**WRITTEN INSTRUCTION**
Rewrite as a numbered list, skipping blank lines, only the entries from the line containing "the woman's nose" through the last line of the entries, both ends included.

**ITEMS**
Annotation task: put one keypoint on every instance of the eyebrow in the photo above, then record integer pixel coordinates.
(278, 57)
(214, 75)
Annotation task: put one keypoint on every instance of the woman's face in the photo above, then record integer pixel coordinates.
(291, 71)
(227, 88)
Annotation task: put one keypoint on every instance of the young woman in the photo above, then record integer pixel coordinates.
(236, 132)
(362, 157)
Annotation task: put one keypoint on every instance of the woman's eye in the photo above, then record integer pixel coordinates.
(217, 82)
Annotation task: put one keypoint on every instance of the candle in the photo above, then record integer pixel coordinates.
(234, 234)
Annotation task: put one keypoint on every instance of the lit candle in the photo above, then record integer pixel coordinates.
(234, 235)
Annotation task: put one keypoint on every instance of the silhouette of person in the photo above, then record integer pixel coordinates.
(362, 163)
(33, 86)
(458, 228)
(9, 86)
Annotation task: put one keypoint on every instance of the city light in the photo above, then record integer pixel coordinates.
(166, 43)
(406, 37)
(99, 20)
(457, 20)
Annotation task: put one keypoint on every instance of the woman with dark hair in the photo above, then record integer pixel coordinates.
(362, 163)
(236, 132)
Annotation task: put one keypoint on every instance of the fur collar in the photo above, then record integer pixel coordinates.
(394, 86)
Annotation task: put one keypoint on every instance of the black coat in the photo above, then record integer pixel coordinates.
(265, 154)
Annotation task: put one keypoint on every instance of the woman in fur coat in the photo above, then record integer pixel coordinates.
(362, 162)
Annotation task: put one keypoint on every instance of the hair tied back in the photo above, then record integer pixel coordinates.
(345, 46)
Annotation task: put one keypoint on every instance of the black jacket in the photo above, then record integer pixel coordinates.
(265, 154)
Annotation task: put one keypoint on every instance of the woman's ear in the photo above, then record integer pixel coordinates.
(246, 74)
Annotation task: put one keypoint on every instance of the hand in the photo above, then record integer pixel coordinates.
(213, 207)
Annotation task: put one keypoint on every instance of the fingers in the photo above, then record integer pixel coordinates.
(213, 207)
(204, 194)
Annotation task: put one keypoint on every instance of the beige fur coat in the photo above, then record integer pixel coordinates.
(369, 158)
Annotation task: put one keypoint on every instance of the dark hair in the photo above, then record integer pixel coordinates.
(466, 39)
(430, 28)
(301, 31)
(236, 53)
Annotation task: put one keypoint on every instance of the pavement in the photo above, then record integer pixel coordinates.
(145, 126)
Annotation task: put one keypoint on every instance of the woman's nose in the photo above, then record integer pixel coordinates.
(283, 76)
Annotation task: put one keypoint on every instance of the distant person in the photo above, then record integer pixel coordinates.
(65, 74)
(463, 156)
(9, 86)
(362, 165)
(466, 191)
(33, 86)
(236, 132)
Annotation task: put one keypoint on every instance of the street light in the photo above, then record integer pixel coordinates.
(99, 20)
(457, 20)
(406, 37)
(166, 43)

**WRITTEN SOLUTION**
1. Annotation task: put one keypoint on every instance of the woman's nose in the photo above, then record integer pixel coordinates.
2. (283, 76)
3. Annotation task: put one keypoint on every instance of the distant person in the photo above, then record integer pixel coordinates.
4. (65, 74)
5. (463, 156)
6. (9, 86)
7. (362, 165)
8. (466, 191)
9. (33, 86)
10. (236, 132)
11. Annotation task: put one keypoint on every instance of the street light in the photo above, then record integer pixel coordinates.
12. (99, 20)
13. (457, 20)
14. (406, 37)
15. (166, 43)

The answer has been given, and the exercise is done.